» What to work on:
1. Do these statements agree with the TensorRT thread below? Answer each with yes or no and quote the deciding words. (a) The script loads the model "dinov2_vits14" through torch.hub. (b) The input tensor's dtype is set to torch.float. (c) The min_shape and max_shape given for the input are different.
2. Answer from the TensorRT thread below:
(a) What kind of device is the converted model meant to run inference on?
(b) Which repository is passed to torch.hub.load?
(c) What shape does the script's comment give for a static size?

» Passage given:
* * * * *

Convert model to TensorRT fails #206

janblumenkamp · 2023-09-06T16:45:57Z

I am trying to convert the model to a torch TensorRT pre-compiled model for inference on an embedded device. I am using this script:

import torch_tensorrt
import torch

model = torch.hub.load("facebookresearch/dinov2", "dinov2_vits14")

trt_ts_module = torch_tensorrt.compile(model,
    # If the inputs to the module are plain Tensors, specify them via the `inputs` argument:
    inputs = [
        torch_tensorrt.Input( # Specify input object with shape and dtype
            min_shape=[1, 3, 224, 224],
            opt_shape=[1, 3, 224, 224],
            max_shape=[1, 3, 224, 224],
            # For static size shape=[1, 3, 224, 224]
            dtype=torch.half) # Datatype of input tensor. Allowed options torch.(float|half|int8|int32|bool)

* * * * *

» Excerpted data:
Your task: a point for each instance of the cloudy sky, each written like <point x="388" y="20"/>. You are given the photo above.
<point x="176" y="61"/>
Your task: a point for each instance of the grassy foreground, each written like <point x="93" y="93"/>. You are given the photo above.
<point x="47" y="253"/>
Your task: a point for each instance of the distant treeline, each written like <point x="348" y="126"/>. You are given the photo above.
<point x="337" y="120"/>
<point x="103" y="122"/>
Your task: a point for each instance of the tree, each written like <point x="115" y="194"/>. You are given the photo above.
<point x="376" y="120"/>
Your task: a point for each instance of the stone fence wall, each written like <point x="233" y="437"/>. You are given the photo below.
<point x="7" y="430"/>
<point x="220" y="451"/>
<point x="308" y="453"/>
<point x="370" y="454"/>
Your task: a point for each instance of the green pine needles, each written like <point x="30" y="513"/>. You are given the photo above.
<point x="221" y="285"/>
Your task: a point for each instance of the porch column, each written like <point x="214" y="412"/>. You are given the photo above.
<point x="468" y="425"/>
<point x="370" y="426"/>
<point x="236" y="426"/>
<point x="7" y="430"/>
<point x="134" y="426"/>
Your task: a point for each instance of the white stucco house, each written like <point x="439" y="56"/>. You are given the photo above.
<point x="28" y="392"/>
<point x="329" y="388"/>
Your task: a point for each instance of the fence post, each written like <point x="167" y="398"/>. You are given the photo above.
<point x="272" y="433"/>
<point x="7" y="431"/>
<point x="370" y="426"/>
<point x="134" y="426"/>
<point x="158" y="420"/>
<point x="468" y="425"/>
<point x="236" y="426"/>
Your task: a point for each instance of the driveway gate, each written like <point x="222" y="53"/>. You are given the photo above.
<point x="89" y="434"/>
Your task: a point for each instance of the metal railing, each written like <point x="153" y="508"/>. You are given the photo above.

* * * * *

» Outputs for the tasks:
1.
(a) Yes: `model = torch.hub.load("facebookresearch/dinov2", "dinov2_vits14")`
(b) No: `dtype=torch.half)`
(c) No: `min_shape=[1, 3, 224, 224],` and `max_shape=[1, 3, 224, 224],`

2.
(a) An embedded device.
(b) "facebookresearch/dinov2"
(c) [1, 3, 224, 224]